> _What is needed_: Your output must consist solely of the lines from the one containing "shelf in this photo." through the end of the records, reproduced exactly.

============

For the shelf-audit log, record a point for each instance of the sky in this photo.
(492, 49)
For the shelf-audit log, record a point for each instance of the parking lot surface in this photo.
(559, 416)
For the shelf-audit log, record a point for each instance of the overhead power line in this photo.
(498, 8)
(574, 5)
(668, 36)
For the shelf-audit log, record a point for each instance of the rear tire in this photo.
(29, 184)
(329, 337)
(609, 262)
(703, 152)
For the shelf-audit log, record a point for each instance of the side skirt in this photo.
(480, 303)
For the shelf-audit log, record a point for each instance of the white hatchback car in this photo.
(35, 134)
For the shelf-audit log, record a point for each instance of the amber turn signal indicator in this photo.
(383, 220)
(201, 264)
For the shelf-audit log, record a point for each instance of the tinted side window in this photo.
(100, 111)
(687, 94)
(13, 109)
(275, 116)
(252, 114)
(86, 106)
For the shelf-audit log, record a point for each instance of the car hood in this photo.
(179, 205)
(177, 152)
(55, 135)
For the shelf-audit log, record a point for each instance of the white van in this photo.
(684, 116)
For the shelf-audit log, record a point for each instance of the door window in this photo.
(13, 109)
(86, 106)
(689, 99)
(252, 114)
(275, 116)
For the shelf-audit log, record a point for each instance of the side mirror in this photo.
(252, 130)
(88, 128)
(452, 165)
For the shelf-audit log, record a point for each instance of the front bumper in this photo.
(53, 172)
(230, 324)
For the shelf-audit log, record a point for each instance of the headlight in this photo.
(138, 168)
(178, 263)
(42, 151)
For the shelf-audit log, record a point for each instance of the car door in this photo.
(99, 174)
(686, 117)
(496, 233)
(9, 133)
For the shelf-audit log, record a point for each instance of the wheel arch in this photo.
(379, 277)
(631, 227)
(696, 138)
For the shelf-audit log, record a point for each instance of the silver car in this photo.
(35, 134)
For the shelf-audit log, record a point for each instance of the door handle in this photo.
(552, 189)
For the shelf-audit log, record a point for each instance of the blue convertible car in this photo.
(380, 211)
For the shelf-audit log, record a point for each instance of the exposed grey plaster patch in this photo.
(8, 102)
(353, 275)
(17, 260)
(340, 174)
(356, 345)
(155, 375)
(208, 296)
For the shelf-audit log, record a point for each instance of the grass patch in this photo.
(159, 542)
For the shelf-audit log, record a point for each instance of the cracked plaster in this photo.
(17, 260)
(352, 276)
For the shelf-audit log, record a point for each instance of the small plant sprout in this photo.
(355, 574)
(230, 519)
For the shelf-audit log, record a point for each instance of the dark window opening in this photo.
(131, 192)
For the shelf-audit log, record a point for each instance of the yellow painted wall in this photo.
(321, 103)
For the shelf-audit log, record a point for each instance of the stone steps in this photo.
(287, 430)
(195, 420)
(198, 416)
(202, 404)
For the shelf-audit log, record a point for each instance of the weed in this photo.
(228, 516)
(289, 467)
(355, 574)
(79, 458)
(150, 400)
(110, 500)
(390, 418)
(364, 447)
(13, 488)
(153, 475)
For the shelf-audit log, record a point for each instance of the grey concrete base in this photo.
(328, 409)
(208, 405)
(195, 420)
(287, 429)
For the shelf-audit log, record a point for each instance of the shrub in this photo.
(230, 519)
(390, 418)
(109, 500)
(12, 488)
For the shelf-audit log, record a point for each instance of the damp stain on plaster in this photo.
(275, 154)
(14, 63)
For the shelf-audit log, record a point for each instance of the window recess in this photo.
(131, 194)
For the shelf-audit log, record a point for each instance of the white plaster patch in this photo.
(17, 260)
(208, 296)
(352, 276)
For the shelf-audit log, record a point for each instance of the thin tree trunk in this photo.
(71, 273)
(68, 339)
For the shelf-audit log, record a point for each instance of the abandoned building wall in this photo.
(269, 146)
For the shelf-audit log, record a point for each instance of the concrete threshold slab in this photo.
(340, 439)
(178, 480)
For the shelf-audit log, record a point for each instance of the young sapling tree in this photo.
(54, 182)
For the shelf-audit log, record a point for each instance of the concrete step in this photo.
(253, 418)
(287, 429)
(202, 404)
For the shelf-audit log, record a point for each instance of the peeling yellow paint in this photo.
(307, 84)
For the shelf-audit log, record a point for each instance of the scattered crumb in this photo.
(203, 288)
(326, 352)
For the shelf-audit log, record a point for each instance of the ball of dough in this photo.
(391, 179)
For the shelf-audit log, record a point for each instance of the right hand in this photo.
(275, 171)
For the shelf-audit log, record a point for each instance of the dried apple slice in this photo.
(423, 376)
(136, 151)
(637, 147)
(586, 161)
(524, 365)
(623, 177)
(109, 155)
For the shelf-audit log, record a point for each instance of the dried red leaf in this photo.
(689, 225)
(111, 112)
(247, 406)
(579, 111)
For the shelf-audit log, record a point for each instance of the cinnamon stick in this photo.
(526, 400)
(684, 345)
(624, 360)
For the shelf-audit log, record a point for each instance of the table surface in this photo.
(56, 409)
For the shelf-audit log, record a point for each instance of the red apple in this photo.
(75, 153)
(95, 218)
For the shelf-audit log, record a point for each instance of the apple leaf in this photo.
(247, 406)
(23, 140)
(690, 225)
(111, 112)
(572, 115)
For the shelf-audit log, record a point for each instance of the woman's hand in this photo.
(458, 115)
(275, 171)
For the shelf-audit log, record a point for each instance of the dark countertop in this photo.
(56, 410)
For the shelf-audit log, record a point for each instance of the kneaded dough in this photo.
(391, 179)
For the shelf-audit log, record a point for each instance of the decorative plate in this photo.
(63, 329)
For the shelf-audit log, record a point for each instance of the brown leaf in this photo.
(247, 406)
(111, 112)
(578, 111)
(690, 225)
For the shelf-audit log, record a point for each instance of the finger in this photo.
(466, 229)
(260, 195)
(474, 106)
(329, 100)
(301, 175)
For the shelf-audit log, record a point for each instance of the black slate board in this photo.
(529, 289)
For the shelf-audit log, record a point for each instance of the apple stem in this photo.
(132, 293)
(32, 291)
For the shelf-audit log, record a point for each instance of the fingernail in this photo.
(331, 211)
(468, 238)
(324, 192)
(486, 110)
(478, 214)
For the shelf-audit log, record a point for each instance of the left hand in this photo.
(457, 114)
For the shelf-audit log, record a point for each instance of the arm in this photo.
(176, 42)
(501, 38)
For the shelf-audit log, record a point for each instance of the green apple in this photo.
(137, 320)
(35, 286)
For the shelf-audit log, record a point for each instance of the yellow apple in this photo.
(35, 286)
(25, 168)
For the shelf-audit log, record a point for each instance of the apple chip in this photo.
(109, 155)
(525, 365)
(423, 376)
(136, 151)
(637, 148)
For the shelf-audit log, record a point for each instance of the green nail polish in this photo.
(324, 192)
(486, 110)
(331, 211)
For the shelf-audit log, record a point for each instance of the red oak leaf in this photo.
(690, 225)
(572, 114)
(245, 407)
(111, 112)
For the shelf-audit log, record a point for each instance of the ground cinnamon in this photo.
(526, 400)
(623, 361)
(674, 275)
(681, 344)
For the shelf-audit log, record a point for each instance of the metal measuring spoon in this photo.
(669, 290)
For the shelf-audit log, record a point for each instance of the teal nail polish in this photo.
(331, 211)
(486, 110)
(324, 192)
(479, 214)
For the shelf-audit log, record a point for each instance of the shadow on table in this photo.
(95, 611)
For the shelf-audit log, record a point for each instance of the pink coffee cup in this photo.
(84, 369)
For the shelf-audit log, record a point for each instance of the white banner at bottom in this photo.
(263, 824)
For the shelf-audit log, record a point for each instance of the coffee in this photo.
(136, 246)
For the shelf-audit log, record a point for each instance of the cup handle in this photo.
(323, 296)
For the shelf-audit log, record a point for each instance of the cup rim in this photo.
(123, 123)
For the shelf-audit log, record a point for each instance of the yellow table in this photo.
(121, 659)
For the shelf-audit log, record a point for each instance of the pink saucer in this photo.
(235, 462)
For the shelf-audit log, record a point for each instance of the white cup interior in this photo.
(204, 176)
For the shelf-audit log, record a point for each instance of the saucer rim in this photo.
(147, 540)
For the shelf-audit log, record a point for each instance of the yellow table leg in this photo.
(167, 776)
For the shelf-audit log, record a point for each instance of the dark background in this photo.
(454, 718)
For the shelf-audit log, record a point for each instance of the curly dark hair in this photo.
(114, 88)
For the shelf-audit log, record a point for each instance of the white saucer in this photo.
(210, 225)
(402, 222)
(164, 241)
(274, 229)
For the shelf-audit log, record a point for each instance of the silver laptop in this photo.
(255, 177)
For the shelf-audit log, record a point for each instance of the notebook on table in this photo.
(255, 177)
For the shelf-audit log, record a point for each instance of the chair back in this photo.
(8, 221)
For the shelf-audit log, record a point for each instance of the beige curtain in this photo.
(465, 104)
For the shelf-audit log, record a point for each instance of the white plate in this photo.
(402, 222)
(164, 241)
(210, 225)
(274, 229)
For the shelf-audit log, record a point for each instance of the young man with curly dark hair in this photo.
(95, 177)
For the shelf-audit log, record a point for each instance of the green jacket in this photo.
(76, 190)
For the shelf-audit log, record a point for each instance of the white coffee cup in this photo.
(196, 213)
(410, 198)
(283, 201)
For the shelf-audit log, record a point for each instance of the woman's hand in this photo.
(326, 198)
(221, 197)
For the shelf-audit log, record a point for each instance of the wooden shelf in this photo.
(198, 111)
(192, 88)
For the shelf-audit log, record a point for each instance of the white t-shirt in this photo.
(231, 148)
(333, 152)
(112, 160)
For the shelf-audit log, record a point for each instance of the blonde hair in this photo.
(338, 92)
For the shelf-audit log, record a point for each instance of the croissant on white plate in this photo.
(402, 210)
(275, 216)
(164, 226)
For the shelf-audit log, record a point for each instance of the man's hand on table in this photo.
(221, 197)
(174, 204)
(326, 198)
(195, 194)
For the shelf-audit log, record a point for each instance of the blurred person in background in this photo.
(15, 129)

============

> _Output of the exercise_:
For the shelf-audit log, record a point for each instance of the wooden shelf in this photo.
(198, 111)
(192, 88)
For the shelf-audit log, record a point for each instance of the white t-shirt in this photo.
(231, 148)
(333, 152)
(112, 160)
For the shelf-audit log, record a point for each instance of the blonde hair in this photo.
(338, 92)
For the shelf-audit log, record a point for each instance of the croissant on white plate in this photo.
(402, 210)
(275, 216)
(164, 226)
For the shelf-audit log, record a point for each instance of the man's hand on table in this photo.
(221, 197)
(174, 204)
(326, 198)
(195, 194)
For the shelf-audit log, record a point for each instance of the blurred person in background in this photo.
(15, 129)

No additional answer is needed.